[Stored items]
--------------------------------------------------

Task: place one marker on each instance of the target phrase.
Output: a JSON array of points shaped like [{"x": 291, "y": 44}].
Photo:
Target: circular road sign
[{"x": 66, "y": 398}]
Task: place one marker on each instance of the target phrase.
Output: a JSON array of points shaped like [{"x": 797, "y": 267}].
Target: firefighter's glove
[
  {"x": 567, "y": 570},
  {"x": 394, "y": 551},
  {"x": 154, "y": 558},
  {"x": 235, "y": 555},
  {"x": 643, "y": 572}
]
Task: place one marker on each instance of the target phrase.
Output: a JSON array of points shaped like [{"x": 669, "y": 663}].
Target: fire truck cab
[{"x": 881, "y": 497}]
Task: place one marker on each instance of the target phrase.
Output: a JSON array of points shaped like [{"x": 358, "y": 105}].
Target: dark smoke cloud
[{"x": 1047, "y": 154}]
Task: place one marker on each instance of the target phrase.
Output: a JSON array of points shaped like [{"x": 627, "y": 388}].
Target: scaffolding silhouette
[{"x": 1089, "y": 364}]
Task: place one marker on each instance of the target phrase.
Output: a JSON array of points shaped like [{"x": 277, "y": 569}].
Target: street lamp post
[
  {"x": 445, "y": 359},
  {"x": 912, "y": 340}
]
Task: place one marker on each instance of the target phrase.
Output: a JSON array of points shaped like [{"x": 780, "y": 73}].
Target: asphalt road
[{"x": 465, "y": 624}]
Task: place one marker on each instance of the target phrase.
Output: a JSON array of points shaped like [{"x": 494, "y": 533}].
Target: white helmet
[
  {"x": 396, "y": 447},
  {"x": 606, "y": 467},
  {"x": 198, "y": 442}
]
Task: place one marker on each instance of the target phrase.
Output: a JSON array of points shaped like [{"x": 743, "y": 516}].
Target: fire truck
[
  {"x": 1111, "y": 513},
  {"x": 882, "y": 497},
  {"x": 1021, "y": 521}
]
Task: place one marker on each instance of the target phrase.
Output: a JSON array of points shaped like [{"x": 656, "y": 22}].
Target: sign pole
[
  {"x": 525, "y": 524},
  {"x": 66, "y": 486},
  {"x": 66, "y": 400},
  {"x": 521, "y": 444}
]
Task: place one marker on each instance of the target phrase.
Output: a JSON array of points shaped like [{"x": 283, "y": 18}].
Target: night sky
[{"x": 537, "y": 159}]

--------------------------------------------------

## Work to complete
Give back all the data exactly as it was written.

## Answer for the task
Task: place one marker on each instance of the target phrase.
Output: a JSON array of points shaped like [{"x": 291, "y": 44}].
Photo:
Target: circular road sign
[{"x": 66, "y": 398}]
Task: place one marker on each instance of the target phrase.
Output: a JSON array of points shaped like [{"x": 797, "y": 267}].
Target: firefighter's glove
[
  {"x": 567, "y": 570},
  {"x": 394, "y": 551},
  {"x": 154, "y": 558},
  {"x": 235, "y": 555},
  {"x": 643, "y": 572}
]
Task: place one marker on each instance of the target phrase.
Output: a JSON array of points shaped like [{"x": 669, "y": 663}].
Target: fire truck cab
[{"x": 881, "y": 497}]
Task: place one marker on each instance of the target phrase.
Output: a JSON array of points shaped like [{"x": 358, "y": 105}].
Target: dark smoke cloud
[{"x": 1047, "y": 154}]
Task: place one marker on each instance of the target phrase.
Output: a JSON array of points shaped like [{"x": 627, "y": 388}].
Target: scaffolding silhouette
[{"x": 1089, "y": 364}]
Task: place one marker on each instance of the target phrase.
Output: a JSON array of points shaped like [{"x": 277, "y": 569}].
Target: street lamp post
[
  {"x": 445, "y": 359},
  {"x": 912, "y": 340}
]
Task: place one marker on each instance of the target phrase.
Output: a JSON array of points shaped like [{"x": 780, "y": 73}].
Target: asphalt road
[{"x": 465, "y": 624}]
Task: place one marker on each instance of the target phrase.
Output: a JSON array of points shaped like [{"x": 494, "y": 533}].
Target: white helmet
[
  {"x": 396, "y": 447},
  {"x": 606, "y": 467},
  {"x": 198, "y": 442}
]
Task: place one marker on each instance of the target phrase.
Output: a JSON array of points shaped like [{"x": 743, "y": 516}].
Target: fire truck
[
  {"x": 1111, "y": 513},
  {"x": 882, "y": 497},
  {"x": 1021, "y": 521}
]
Task: place one marker on each instance of the target phrase.
Output: a JSON array of points shaped like [{"x": 656, "y": 22}].
Target: sign pole
[
  {"x": 525, "y": 524},
  {"x": 66, "y": 486},
  {"x": 66, "y": 400},
  {"x": 521, "y": 444}
]
Task: place one marker on each instance of the target phrase.
Output: a JSON array of points shaped like [{"x": 283, "y": 18}].
Target: night sky
[{"x": 537, "y": 159}]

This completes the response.